## Problems to work on
1 > In the news report on the Draperstown bridge crash, at which hospital are the two men being treated?
2 > Extend the news report on the Draperstown bridge crash, picking up after its final sentence.

Belfast Telegraph

Friends hurt in horror crash as their van is left hanging on bridge near Draperstown


Two lifelong friends are recovering in hospital following a dramatic collision on a road bridge near Draperstown.

The two men, both believed to be in their 50s, are being treated at the Royal Victoria Hospital in Belfast following the crash between a lorry and a van at the Altagoan Bridge on the Magherafelt Road just after 5pm on Wednesday.

One of the men, Brian Donnelly, was moved into the hospital's intensive care unit last night where his condition was said to be "critical", while John Glasgow's condition was given as "stable".

They were both in the van along with a third as yet unnamed man, when the collision occurred with the lorry a mile outside the Co Londonderry town.

It's understood that the driver of the lorry did not require overnight hospital admission for his injuries.

The impact of the collision left the van in a precarious situation as it had breached the bridge walls, leaving half of its rear teetering over the edge and ready to fall into the river Altagoan below. Emergency services on the scene took immediate action to ensure that it did not tip over while also carrying out a detailed search of the river to ensure that no occupants had fallen in.

Yesterday, investigations were carried out by police to determine exactly what happened. The crash debris which was revealed in the morning indicated just how serious the crash was on the narrow stretch of the road.

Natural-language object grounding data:
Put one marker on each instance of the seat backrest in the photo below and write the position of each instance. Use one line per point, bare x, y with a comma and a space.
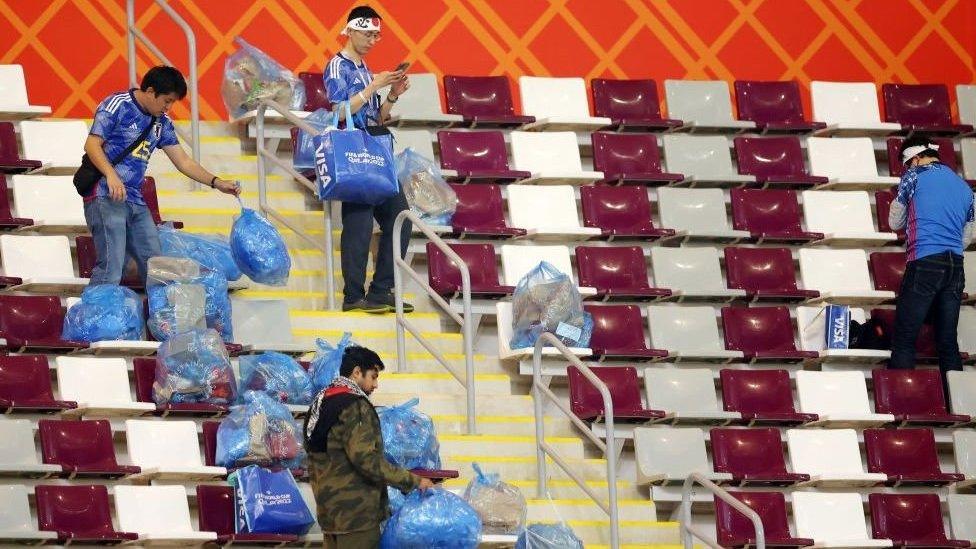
769, 156
60, 143
478, 95
689, 269
101, 380
316, 97
77, 443
621, 381
624, 208
922, 104
906, 517
545, 151
261, 321
826, 515
769, 102
517, 261
752, 329
162, 443
479, 206
608, 268
754, 269
733, 528
908, 391
621, 153
683, 328
832, 392
473, 150
849, 103
680, 390
78, 510
824, 451
834, 270
747, 451
842, 157
692, 209
445, 277
559, 213
698, 155
757, 391
215, 509
544, 97
155, 510
36, 256
635, 99
616, 327
701, 101
25, 377
765, 210
675, 452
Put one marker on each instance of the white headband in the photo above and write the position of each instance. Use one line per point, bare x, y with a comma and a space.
912, 152
364, 24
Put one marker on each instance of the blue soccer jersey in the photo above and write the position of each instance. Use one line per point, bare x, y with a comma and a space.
343, 80
119, 120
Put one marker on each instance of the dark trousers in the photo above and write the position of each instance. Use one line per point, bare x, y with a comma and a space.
931, 288
357, 233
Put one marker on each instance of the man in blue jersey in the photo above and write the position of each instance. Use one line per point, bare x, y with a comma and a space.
935, 206
347, 78
117, 216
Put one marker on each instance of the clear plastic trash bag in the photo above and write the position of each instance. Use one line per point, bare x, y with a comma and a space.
500, 505
328, 359
548, 536
179, 290
211, 251
409, 438
259, 432
250, 75
434, 518
277, 375
259, 250
106, 312
193, 367
427, 193
547, 300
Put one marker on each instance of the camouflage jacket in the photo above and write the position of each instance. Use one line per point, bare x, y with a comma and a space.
351, 476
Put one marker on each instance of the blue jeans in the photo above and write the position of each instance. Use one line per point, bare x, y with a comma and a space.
120, 230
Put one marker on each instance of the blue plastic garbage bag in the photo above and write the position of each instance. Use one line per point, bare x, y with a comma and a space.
303, 157
435, 519
428, 194
547, 300
353, 166
211, 251
179, 290
328, 359
259, 432
268, 502
278, 375
193, 367
106, 312
259, 250
548, 536
409, 438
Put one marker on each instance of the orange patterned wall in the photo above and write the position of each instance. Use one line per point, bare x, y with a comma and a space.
74, 50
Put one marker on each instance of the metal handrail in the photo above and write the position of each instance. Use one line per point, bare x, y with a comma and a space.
464, 320
264, 154
134, 33
688, 531
543, 449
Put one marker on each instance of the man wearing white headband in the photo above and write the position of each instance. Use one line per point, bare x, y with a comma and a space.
347, 78
935, 207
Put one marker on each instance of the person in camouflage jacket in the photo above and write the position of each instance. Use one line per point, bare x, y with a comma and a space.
345, 453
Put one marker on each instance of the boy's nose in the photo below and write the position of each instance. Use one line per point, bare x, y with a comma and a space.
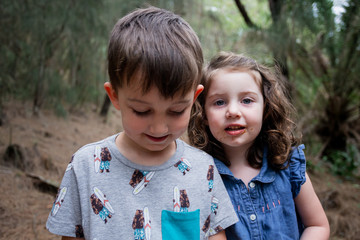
158, 128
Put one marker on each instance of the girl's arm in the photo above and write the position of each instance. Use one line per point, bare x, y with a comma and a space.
312, 213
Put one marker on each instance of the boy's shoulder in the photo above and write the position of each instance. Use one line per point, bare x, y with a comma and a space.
195, 152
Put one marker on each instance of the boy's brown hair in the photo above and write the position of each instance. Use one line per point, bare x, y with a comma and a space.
156, 48
277, 132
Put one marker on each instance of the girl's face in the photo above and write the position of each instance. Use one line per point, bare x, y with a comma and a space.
234, 108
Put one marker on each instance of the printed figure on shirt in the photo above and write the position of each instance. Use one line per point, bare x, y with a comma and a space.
246, 125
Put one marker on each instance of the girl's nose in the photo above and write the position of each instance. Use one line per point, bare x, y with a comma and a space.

## Results of the tasks
1 > The Royal Victoria Hospital in Belfast.

2 >
A brother of one of the men said last night: "I don't really know much about the details of the crash but I do know that it was a rough one."

While thanking all of the emergency services for their rescue work, he added: "My brother is pretty beaten up, he's in bad shape. They are blessed to have come out of it."

While those being treated in hospital were visited by relatives yesterday, the Northern Ireland Fire and Rescue Service (NIFRS) and the Northern Ambulance Service(NIAS) warned motorists to be extra careful with driving on winter roads on dark nights. Group commander of the NIFRS Maurice Rafferty said that it took the combined efforts of the police, ambulance and medical staff and fire officers to make the rescue.

"However, all emergency services would urge motorists to take extra care while they get used to driving in winter road conditions, with the diminished light and slippy roads."

John McPolin of the Ambulance Service spoke of the "extremely difficult operation" which required three A&E ambulances, two rapid response paramedics, two Hart (hazardous area response team) paramedics, one ambulance officer and the trust's medical director to be deployed.

"It also highlights the bravery of the NIAS staff who along with their colleagues from the NIFRS, were focused on ensuring that these patients received the best possible chance of surviving this incident.

"The crews worked tirelessly throughout, under extremely difficult circumstances, to ensure that those involved were provided with the best chance of securing a good recovery and are therefore deserving of great praise.

"For them, it may have been just another call, but for those injured, their interventions may prove to be life-saving."

Police in Magherafelt are appealing for information following the road crash.

Anyone who may have witnessed this incident can contact them on 0845 600 8000.